• _Work order_: Exclude all pictures, then restate the entries below word for word.

• _Data to examine_:
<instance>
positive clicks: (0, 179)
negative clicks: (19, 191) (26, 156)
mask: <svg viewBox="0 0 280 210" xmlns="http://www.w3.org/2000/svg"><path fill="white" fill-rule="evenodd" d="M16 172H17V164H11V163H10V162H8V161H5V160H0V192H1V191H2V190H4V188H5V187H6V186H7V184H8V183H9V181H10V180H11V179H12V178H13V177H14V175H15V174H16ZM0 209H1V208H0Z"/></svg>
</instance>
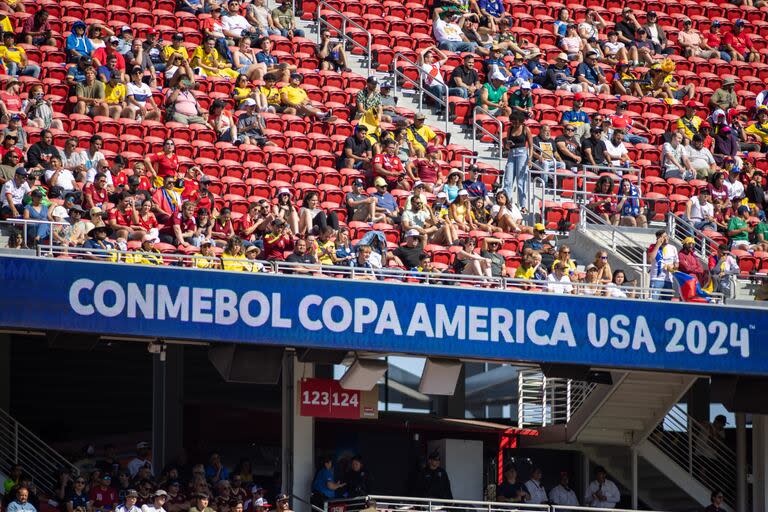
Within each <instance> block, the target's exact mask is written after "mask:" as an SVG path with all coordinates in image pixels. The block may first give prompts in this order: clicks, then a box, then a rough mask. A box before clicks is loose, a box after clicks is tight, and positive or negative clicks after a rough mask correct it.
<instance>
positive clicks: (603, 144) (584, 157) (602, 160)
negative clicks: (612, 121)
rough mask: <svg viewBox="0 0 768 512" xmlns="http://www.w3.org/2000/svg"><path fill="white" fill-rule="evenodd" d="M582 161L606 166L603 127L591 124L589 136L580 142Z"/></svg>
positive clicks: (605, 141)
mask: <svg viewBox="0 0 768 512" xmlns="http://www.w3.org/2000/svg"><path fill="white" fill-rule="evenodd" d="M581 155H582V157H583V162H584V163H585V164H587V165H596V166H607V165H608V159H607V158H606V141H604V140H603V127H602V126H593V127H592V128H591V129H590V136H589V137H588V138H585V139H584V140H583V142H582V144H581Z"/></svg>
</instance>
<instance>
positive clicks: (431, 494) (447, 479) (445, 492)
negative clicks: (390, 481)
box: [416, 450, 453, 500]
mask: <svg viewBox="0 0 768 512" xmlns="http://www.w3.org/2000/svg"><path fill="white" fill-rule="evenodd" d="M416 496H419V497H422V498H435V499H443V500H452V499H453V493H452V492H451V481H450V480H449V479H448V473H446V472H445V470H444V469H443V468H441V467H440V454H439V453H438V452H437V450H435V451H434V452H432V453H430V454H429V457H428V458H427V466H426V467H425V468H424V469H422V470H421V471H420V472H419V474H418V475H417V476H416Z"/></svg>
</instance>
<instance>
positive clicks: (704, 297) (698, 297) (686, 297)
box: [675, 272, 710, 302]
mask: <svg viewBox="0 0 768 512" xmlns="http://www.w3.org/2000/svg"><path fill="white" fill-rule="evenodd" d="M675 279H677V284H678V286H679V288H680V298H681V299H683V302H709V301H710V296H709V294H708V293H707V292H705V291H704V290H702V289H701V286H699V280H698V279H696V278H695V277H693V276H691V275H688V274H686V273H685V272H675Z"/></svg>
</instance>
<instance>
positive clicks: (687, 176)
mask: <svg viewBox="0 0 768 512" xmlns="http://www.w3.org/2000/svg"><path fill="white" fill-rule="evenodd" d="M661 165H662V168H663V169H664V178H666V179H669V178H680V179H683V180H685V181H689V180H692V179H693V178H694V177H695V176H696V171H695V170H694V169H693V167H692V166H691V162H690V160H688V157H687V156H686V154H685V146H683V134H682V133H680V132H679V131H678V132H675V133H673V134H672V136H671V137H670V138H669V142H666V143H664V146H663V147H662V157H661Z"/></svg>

• _Exercise result_:
<instance>
positive clicks: (0, 179)
negative clicks: (19, 191) (26, 156)
mask: <svg viewBox="0 0 280 210" xmlns="http://www.w3.org/2000/svg"><path fill="white" fill-rule="evenodd" d="M16 172H17V164H11V163H10V162H8V161H5V160H0V192H1V191H2V190H4V188H5V187H6V186H7V184H8V183H9V181H10V180H11V179H12V178H13V177H14V175H15V174H16ZM0 209H1V208H0Z"/></svg>
</instance>
Within each <instance> block, the target's exact mask is written after "mask:" as an SVG path with all coordinates in image pixels. The block may first give prompts in this order: clicks, then a box, then a rough mask. A box before clicks is loose, a box after clicks is tight, and positive or negative clicks after a rough mask correct it.
<instance>
positive clicks: (603, 144) (584, 157) (602, 160)
negative clicks: (612, 121)
rough mask: <svg viewBox="0 0 768 512" xmlns="http://www.w3.org/2000/svg"><path fill="white" fill-rule="evenodd" d="M582 161L606 166L603 127L591 124L589 136L580 142Z"/></svg>
positive clicks: (605, 141)
mask: <svg viewBox="0 0 768 512" xmlns="http://www.w3.org/2000/svg"><path fill="white" fill-rule="evenodd" d="M581 155H582V157H583V162H584V163H585V164H587V165H596V166H607V165H608V159H607V158H606V141H604V140H603V127H602V126H593V127H592V128H591V129H590V136H589V137H588V138H585V139H584V140H583V142H582V144H581Z"/></svg>
</instance>
<instance>
positive clicks: (431, 494) (447, 479) (445, 492)
negative clicks: (390, 481)
box: [416, 450, 453, 500]
mask: <svg viewBox="0 0 768 512" xmlns="http://www.w3.org/2000/svg"><path fill="white" fill-rule="evenodd" d="M416 496H419V497H422V498H435V499H443V500H452V499H453V493H452V492H451V481H450V480H449V479H448V473H446V472H445V470H444V469H443V468H441V467H440V454H439V453H438V452H437V450H435V451H434V452H432V453H430V454H429V457H428V458H427V466H426V467H425V468H424V469H422V470H421V471H420V472H419V474H418V475H417V476H416Z"/></svg>
</instance>
<instance>
positive clicks: (704, 297) (698, 297) (686, 297)
box: [675, 272, 710, 302]
mask: <svg viewBox="0 0 768 512" xmlns="http://www.w3.org/2000/svg"><path fill="white" fill-rule="evenodd" d="M675 279H677V284H678V286H679V288H680V298H681V299H683V302H709V301H710V296H709V294H708V293H707V292H705V291H704V290H702V289H701V286H699V280H698V279H696V278H695V277H693V276H691V275H688V274H686V273H685V272H675Z"/></svg>
</instance>
<instance>
positive clicks: (687, 176)
mask: <svg viewBox="0 0 768 512" xmlns="http://www.w3.org/2000/svg"><path fill="white" fill-rule="evenodd" d="M661 165H662V168H663V169H664V178H666V179H669V178H680V179H683V180H685V181H689V180H692V179H693V178H694V177H695V176H696V171H695V170H694V169H693V167H692V166H691V162H690V160H688V157H687V156H686V154H685V146H683V134H682V133H680V132H679V131H678V132H675V133H673V134H672V136H671V137H670V138H669V142H666V143H664V146H663V147H662V157H661Z"/></svg>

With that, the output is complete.